YOUR INSTRUCTIONS.
Each record below has to be printed verbatim.

(Referring expression grounding data)
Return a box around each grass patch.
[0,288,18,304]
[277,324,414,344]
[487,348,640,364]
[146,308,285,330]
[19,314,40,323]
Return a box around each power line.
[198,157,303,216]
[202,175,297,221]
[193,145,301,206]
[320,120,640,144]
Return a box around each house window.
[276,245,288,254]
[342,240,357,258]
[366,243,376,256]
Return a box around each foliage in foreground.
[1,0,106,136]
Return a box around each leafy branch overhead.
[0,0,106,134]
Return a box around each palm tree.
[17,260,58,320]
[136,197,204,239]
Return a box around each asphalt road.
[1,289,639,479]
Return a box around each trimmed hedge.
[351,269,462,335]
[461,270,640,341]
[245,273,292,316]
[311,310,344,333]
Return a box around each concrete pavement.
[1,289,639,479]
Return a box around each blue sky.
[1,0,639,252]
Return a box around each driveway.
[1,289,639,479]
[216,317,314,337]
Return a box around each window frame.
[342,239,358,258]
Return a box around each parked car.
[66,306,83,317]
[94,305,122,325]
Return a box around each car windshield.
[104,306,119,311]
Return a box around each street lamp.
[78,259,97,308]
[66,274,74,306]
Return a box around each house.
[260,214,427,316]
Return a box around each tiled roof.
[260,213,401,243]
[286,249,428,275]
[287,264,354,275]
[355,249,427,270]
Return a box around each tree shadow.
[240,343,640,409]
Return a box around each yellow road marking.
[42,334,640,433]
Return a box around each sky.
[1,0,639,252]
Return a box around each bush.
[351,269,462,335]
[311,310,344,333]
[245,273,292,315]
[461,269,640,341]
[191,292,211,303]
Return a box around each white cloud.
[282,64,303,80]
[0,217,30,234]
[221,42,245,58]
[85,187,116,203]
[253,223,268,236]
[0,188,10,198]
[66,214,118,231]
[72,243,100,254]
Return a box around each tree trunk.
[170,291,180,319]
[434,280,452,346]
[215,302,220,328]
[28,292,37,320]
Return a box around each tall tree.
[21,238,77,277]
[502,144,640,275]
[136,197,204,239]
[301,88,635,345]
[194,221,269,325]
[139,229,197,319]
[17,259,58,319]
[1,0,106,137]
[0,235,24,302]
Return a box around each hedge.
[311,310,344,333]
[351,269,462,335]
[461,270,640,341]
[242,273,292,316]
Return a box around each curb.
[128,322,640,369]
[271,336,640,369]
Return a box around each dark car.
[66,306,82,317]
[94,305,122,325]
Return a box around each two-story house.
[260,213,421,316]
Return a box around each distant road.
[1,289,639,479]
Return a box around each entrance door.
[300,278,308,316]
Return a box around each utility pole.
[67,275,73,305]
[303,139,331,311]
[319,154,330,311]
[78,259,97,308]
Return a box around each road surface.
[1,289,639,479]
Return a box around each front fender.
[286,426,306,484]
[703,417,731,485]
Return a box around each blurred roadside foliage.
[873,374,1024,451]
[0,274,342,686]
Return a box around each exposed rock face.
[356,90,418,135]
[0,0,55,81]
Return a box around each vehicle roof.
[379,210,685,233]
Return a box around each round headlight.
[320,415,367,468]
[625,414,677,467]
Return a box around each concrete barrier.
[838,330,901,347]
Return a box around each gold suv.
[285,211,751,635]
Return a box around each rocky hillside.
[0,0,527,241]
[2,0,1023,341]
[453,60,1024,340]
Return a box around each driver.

RESPONSE AREA.
Return a box around each grass patch.
[0,288,18,304]
[277,324,414,344]
[487,348,640,364]
[146,308,285,330]
[19,314,40,323]
Return a box around each power line.
[198,157,303,216]
[202,175,297,221]
[193,145,301,206]
[320,120,640,144]
Return a box around each house window.
[276,245,288,254]
[342,240,357,258]
[366,243,376,256]
Return a box around each foliage in foreground.
[1,0,106,136]
Return a box around each leafy branch overhead.
[0,0,106,134]
Return a box around each palm tree.
[17,260,58,320]
[136,197,204,239]
Return a box around each asphalt road.
[1,289,639,479]
Return a box around each trimmed hedge.
[351,269,462,335]
[461,270,640,341]
[245,273,292,316]
[311,310,344,333]
Return a box around each concrete pavement.
[1,289,639,479]
Return a box around each blue sky.
[1,0,639,252]
Return a box around each driveway.
[1,289,639,479]
[216,317,314,337]
Return a box around each window frame.
[342,239,358,258]
Return a box around each parked car.
[66,306,83,317]
[94,305,122,325]
Return a box around each car windshield.
[104,306,119,311]
Return a box around each street lamp.
[78,259,97,308]
[66,274,74,306]
Return a box around each house.
[260,214,427,316]
Return a box around each tiled roof.
[260,213,401,243]
[286,249,428,275]
[287,264,354,275]
[355,249,427,270]
Return a box around each tree shadow.
[240,343,640,409]
Return a box around each yellow road marking.
[42,334,640,433]
Return a box around each sky.
[1,0,639,252]
Return a box around each bush.
[351,269,462,335]
[311,310,344,333]
[245,273,292,315]
[461,269,640,341]
[191,292,211,303]
Return a box around each white cloud.
[282,64,303,80]
[0,217,30,234]
[221,42,245,58]
[85,187,116,203]
[253,223,268,236]
[0,188,10,198]
[66,214,118,231]
[72,243,100,254]
Return a box around each tree trunk.
[170,291,180,319]
[434,280,452,346]
[215,302,220,328]
[28,292,37,320]
Return a box around each tall tree.
[21,238,77,277]
[502,144,640,275]
[136,197,204,239]
[301,88,635,345]
[194,221,269,325]
[139,229,197,319]
[17,259,58,319]
[1,0,106,137]
[0,235,24,302]
Return a box around each hedge.
[311,310,344,333]
[351,269,462,335]
[461,270,640,341]
[242,273,292,316]
Return a box around each curb.
[128,322,640,369]
[271,336,640,369]
Return a box around each dark car.
[66,306,82,317]
[94,305,122,325]
Return a box around each two-story house.
[260,213,421,316]
Return a box around each distant road.
[1,289,639,479]
Return a box around each entrance door.
[300,278,308,316]
Return a box around each utility pole.
[67,275,73,305]
[303,139,331,311]
[319,154,330,311]
[78,259,97,308]
Return a box around each road surface.
[1,289,639,479]
Return a box around each front fender.
[286,426,306,484]
[703,417,731,485]
Return a box around each blurred roadside foliage.
[873,374,1024,451]
[0,274,342,686]
Return a box around each exposed rock face.
[356,90,418,135]
[0,0,55,81]
Return a box around each vehicle roof.
[379,210,685,233]
Return a box around each round headlight.
[320,415,367,468]
[625,414,677,467]
Return a box around each concrete barrier.
[838,330,901,347]
Return a box around each gold suv.
[285,211,751,635]
Return a box around each rocky hillside.
[0,0,527,241]
[2,0,1023,341]
[453,60,1024,340]
Return a box around each driver.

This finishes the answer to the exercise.